>>
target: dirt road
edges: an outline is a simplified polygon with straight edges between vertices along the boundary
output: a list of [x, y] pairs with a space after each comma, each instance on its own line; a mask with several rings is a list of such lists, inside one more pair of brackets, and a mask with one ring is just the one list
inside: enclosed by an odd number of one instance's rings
<<
>>
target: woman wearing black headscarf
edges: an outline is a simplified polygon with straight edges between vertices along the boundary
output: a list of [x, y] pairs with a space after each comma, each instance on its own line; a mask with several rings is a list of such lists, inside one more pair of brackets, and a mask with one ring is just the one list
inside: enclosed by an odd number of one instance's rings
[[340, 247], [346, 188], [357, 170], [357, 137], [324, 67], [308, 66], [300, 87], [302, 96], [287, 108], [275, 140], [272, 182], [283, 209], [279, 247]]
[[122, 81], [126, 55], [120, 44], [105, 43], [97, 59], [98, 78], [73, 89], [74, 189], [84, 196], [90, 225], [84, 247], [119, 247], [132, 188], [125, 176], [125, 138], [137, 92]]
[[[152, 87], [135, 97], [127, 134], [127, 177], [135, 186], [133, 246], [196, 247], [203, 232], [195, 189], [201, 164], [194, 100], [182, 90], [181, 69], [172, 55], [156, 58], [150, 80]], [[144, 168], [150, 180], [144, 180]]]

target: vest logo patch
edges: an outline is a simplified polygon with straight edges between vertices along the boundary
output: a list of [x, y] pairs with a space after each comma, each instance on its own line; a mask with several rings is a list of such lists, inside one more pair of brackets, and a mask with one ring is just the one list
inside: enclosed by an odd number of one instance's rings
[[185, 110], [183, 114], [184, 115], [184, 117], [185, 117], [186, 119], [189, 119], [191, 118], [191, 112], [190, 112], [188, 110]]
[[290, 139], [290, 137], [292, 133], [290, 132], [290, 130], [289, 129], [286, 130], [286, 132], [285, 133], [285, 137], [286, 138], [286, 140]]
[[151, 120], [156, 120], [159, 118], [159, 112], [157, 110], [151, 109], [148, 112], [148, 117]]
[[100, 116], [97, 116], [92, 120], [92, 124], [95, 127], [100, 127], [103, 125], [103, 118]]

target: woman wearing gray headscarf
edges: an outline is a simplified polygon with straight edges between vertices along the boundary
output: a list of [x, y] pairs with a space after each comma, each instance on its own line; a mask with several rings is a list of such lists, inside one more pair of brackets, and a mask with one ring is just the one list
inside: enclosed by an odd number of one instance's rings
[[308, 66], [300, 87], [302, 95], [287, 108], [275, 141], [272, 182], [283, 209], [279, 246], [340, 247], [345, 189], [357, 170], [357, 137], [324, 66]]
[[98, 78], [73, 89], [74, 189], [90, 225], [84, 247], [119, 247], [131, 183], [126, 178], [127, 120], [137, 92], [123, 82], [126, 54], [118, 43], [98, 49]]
<<
**Given exercise**.
Show each line of the entries above that contains the string "target", where uppercase and lowercase letters count as different.

**Written solution**.
target: dirt road
target: woman wearing black headscarf
target: vest logo patch
target: woman wearing gray headscarf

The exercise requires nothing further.